Techelopment

Posted on Oct 24, 2024

Automation - Using Python to Interact with Excel

#python #automation #excel #tooling

Interacting with Excel files is a common need in many industries, from data analysis to reporting. Python, thanks to powerful and versatile libraries such as pandas, openpyxl and xlrd, offers a fast and efficient way to read, write and manipulate Excel files.

In this article, we will see how to use the openpyxl library to interact with Excel and what techniques we can adopt to automate data analysis and manipulation tasks.

🔗 Do you like Techelopment? Check out the site for all the details!

Introduction

The goal of this article is to show how, using Python, you can simplify and automate repetitive or complex tasks that would otherwise be time-consuming if done manually in Excel. While many of the tasks described here can be performed directly in Excel, using Python opens the door to greater flexibility and automation, making it possible to manipulate large amounts of data, create automated reports, and manage complex processes in just a few steps.

Supplied data ->
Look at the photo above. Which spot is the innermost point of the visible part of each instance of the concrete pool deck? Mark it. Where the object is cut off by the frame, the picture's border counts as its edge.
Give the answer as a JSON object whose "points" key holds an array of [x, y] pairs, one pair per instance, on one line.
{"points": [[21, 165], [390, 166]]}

Problems to work on ->
• a. In the article on using Python with Excel, which library does the author say will be used to interact with Excel?
• b. Pick up the article on using Python with Excel from its last sentence and continue it.

Answers ->
• a. openpyxl

• b.
The following article lays the foundation for automating and manipulating Excel files with Python. Once you have mastered these concepts, it will be easy to expand the scripts to suit your needs, adding custom functionality or combining different tools to achieve even more powerful results.

Example excel file

The scripts that we will see in this article will refer to an excel file that contains the list of tasks of a work group. The file, called "team_tasks", is structured as shown in the image below and will contain 50 tasks:

Setup (Windows)

Let's start by installing the library that will allow us to work with the Excel file. Open the terminal (Win+r type cmd and then Enter) and run the following command:

pip install openpyxl

At this point we are ready to open our favorite IDE and start writing our python code, so let's define the library import:

from openpyxl import load_workbook

Reading an Excel file

In this first script we will see how to instantiate the openpyxl library object that will represent our excel file. This will allow us to open the file for reading. After that we will print the first 15 tasks to the screen:

from openpyxl import load_workbook

xlsx_file_name = "team_tasks.xlsx"

print(f"Reading xlsx file '{xlsx_file_name }'...")
wb = load_workbook(filename='C:\\Temp\\' + xlsx_file_name )
print("Read ok")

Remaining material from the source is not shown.